● EXERCISE DESCRIPTION:
Repeat every record below exactly as written.

● Records from a data source:
▼

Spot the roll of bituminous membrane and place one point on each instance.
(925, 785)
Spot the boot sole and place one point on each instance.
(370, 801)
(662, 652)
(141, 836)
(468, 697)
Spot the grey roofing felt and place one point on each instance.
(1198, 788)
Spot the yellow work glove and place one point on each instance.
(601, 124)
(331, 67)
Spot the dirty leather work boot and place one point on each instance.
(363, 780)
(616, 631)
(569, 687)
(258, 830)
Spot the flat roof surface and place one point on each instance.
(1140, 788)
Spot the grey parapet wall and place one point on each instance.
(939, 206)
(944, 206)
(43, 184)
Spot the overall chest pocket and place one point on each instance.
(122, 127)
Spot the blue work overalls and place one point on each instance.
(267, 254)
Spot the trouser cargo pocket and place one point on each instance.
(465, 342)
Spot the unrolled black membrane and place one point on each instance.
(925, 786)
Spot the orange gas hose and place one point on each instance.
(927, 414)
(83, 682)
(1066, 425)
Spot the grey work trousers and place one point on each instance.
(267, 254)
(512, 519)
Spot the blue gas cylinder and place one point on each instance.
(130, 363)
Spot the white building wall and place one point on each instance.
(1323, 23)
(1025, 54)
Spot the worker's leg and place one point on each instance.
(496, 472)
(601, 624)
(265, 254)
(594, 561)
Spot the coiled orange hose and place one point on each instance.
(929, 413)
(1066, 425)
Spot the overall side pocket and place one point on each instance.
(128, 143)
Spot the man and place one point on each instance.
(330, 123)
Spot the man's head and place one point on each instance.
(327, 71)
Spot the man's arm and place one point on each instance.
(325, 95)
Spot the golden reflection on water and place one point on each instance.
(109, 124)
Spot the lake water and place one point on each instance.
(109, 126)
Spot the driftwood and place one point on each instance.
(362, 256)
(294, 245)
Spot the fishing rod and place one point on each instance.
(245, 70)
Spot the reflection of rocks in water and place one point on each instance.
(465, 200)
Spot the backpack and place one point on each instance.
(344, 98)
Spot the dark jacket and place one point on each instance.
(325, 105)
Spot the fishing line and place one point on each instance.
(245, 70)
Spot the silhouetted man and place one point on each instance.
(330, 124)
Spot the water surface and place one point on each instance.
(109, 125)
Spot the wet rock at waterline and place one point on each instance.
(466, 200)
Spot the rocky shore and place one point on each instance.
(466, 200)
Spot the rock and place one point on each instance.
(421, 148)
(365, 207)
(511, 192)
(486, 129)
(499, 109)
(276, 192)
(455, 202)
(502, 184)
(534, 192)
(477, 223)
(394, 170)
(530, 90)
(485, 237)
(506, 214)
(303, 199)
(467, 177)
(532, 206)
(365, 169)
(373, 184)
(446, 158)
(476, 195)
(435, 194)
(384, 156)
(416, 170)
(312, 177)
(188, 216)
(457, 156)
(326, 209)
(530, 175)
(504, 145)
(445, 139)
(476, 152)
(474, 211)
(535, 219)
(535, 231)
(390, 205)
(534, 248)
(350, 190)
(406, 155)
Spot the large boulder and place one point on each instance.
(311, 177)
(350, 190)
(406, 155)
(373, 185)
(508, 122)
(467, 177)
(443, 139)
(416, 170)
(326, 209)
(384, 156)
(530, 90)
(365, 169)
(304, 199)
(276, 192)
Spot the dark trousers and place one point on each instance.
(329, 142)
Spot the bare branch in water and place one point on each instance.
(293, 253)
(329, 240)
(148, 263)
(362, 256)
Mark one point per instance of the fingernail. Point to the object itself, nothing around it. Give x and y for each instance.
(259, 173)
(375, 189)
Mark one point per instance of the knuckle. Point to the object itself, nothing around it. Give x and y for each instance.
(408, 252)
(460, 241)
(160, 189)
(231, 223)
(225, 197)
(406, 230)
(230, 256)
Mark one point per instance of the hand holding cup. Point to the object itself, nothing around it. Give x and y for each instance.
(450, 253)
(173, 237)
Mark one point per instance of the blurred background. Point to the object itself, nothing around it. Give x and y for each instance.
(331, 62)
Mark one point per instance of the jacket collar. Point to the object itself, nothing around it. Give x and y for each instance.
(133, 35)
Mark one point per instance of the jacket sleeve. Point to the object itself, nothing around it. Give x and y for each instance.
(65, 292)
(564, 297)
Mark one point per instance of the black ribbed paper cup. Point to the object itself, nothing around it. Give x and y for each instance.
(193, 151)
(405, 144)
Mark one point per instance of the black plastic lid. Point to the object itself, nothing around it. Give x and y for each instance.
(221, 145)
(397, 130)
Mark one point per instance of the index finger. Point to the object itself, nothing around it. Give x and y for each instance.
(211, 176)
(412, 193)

▲

● YOUR RESPONSE:
Spot the roll of bituminous membrane and place one point on each instance.
(925, 785)
Spot the boot sole and place one point on each instance.
(370, 801)
(662, 652)
(141, 836)
(468, 697)
Spot the grey roofing felt and place one point on each instance.
(1198, 788)
Spot the yellow work glove and place one point on each instance.
(601, 124)
(331, 67)
Spot the dirty leather work boot and place one point on each instance.
(363, 780)
(616, 631)
(569, 687)
(258, 830)
Spot the flat roof surface and place one point on each instance.
(1140, 788)
Spot the grey parapet wall and place one point on each instance.
(939, 206)
(944, 206)
(43, 184)
Spot the overall chest pocket and place one point on each instance.
(122, 127)
Spot the blue work overalls and place one point on each instance.
(267, 254)
Spot the trouser cargo pocket and place one point on each instance.
(465, 342)
Spot the unrolled black membrane and place one point on each instance.
(925, 786)
Spot the orange gas hose and place one point on each instance.
(927, 414)
(83, 682)
(1066, 425)
Spot the grey work trousers and place one point on each instance.
(267, 254)
(512, 519)
Spot the blue gas cylinder and place one point on each instance.
(130, 363)
Spot the white building wall and place one point on each instance.
(1323, 23)
(1025, 54)
Spot the worker's leg and place one point on each instance.
(496, 472)
(601, 624)
(265, 254)
(594, 561)
Spot the coiled orange hose and place one point on each instance.
(929, 413)
(1066, 425)
Spot the overall side pocket and place one point on each instance.
(128, 143)
Spot the man and place one point on each instance.
(330, 123)
Spot the man's head and place one point on each instance.
(327, 71)
Spot the man's arm and place one point on each instance.
(325, 95)
Spot the golden reflection on water and place one point on each instance.
(109, 124)
Spot the lake water and place one point on each instance.
(109, 126)
Spot the driftwood and place one point on each instance.
(362, 256)
(294, 245)
Spot the fishing rod and place one point on each instance.
(245, 70)
Spot the reflection of rocks in water and place one point on each instance.
(465, 200)
Spot the backpack and place one point on each instance.
(344, 98)
Spot the dark jacket and place one point on each instance.
(325, 105)
Spot the fishing line and place one point on each instance.
(245, 70)
Spot the silhouetted man and place one point on each instance.
(330, 124)
Spot the water surface and place one point on each instance.
(109, 125)
Spot the wet rock at waterline and place one point on each instance.
(466, 200)
Spot the rocky shore and place one point on each instance.
(466, 200)
Spot the rock and place one point on each instance.
(421, 148)
(365, 207)
(511, 192)
(486, 129)
(499, 109)
(276, 192)
(455, 202)
(502, 184)
(534, 192)
(477, 223)
(394, 170)
(530, 90)
(485, 237)
(506, 214)
(303, 199)
(467, 177)
(532, 206)
(365, 169)
(373, 184)
(446, 158)
(476, 195)
(435, 194)
(384, 156)
(416, 170)
(312, 177)
(188, 216)
(457, 156)
(326, 209)
(530, 175)
(504, 145)
(445, 139)
(476, 152)
(474, 211)
(535, 219)
(535, 231)
(390, 205)
(534, 248)
(350, 190)
(406, 155)
Spot the large boulder and place one point on each instance.
(311, 177)
(350, 190)
(406, 155)
(373, 185)
(508, 122)
(467, 177)
(443, 139)
(416, 170)
(326, 209)
(384, 156)
(530, 90)
(365, 169)
(304, 199)
(276, 192)
Spot the dark trousers and place one point on each instance.
(329, 142)
Spot the bare branch in water and place one point on each instance.
(293, 253)
(329, 240)
(148, 263)
(362, 256)
Mark one point per instance of the fingernail. Point to the object itself, nothing around it. Give x and y for each instance.
(259, 173)
(375, 189)
Mark one point per instance of the knuckle. Point to the object itself, nothing around it. Give x and y for each instance.
(408, 252)
(460, 241)
(160, 189)
(231, 223)
(225, 197)
(406, 230)
(230, 256)
Mark one point per instance of the hand holding cup. Point to the object itself, nothing around it. Give x and y for each instance.
(450, 253)
(173, 237)
Mark one point per instance of the blurred background. Point to the object itself, nothing around it. Give x and y for each instance.
(331, 62)
Mark one point per instance of the jacket collar. Point to the object itself, nothing around it. Give x and y for each instance.
(133, 35)
Mark one point per instance of the jacket sleeve. Point to the object itself, nothing around it. Give x and y for each instance.
(65, 292)
(564, 297)
Mark one point per instance of the black ribbed paper cup. Point to the object itself, nothing around it. Give x and y for each instance.
(193, 151)
(405, 144)
Mark one point per instance of the black plastic lid. Point to the object itself, nothing around it. Give x and y for each instance.
(221, 145)
(397, 130)
Mark one point per instance of the index finger. Point to the object itself, nothing around it. Give x and y for each instance.
(211, 176)
(412, 193)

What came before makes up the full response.